### EXERCISE TEXT
=-=-=-=-=
India and the Pandemic: The First Year
Publisher: Orient BlackSwan
The India Forum Essays chronicling the pandemic make fascinating reading not only because of when the articles were written, but the meaning they convey to the reader in retrospect. It is quite possible for a particular author to put together her columns into a book that brings out the larger narrative as a set of essays, thereby indicating some sort of an intellectual journey, but this book is an intellectual journey of a collective. These authors are not talking to each other, but are responding to the pandemic of SARS Cov-2 or Covid-19 as we know it. While the pandemic rages on, the response is scholarly and written at a time when it could be quickly proven wrong by the rapidly unfolding situation. For instance, all the mathematical modelling done before the first lockdown about the extent of infections were proven wrong, and the expectation of the devastation of the second wave were largely conservative. In this context, to read a set of diverse scholarly articles on the pandemic is almost akin to chronicling events that could be easily recalled as well-documented history.
This book is not only insightful, but also a tribute to The India Forum — the online journal that has published a range of pieces in the span of one year. To consistently have a set of write-ups, with established scholars, on the multiple dimensions of the pandemic is no mean feat. The book is divided into eight parts starting with the review of the early stages of the pandemic and looking at the initial impact; drawing lessons from past pandemics; the judicial angle; the experience and the aftermath of the lockdown, its impact on the economy and society and some thoughts for the future. The pictures that are imprinted on our minds — particularly after the lockdown was announced — was the great walk back home. There are papers that talk about this particular aspect, but tucked away in other sections. Would it have helped to look at this aspect as a separate section? That is the editor’s take, but that classification looked obvious.
=-=-=-=-=
### DATA SHOWN

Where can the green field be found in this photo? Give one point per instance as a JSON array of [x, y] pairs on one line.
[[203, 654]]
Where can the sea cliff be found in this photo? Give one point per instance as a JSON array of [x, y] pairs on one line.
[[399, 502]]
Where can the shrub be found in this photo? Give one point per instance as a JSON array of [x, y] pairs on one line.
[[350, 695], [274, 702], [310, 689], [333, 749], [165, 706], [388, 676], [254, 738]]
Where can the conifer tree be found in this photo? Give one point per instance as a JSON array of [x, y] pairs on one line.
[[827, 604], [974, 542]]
=-=-=-=-=
### TASK OBJECTIVE
Extend the review of the essay collection on India and the pandemic, beginning right after its final sentence.

### RESPONSE TO THIS TASK
What is fascinating about these set of pieces in the book is that even with the benefit of (limited) hindsight, none of them completely look off the mark. Which is to confirm that the cumulative scholarly wisdom that we have gained from pandemics, its after effects and application of that abstraction to a given emerging situation seems to be working, the body of knowledge is not out of place or irrelevant. In spite of this, why did the sate get the management of the situation horribly wrong? That the state could not get adequate policy inputs in time is hard to believe given that these well thought-out papers were coming in quick time and similar intellectual inputs should have been available to the state at its call. The metaphor of the book and its insights tell us much more about how we lived through the pandemic rather than the critique of the collective failure of the state, the judiciary and the markets. What seems to have worked is the civil society and the social networks that came about with the larger concept of sharing, without looking for a return.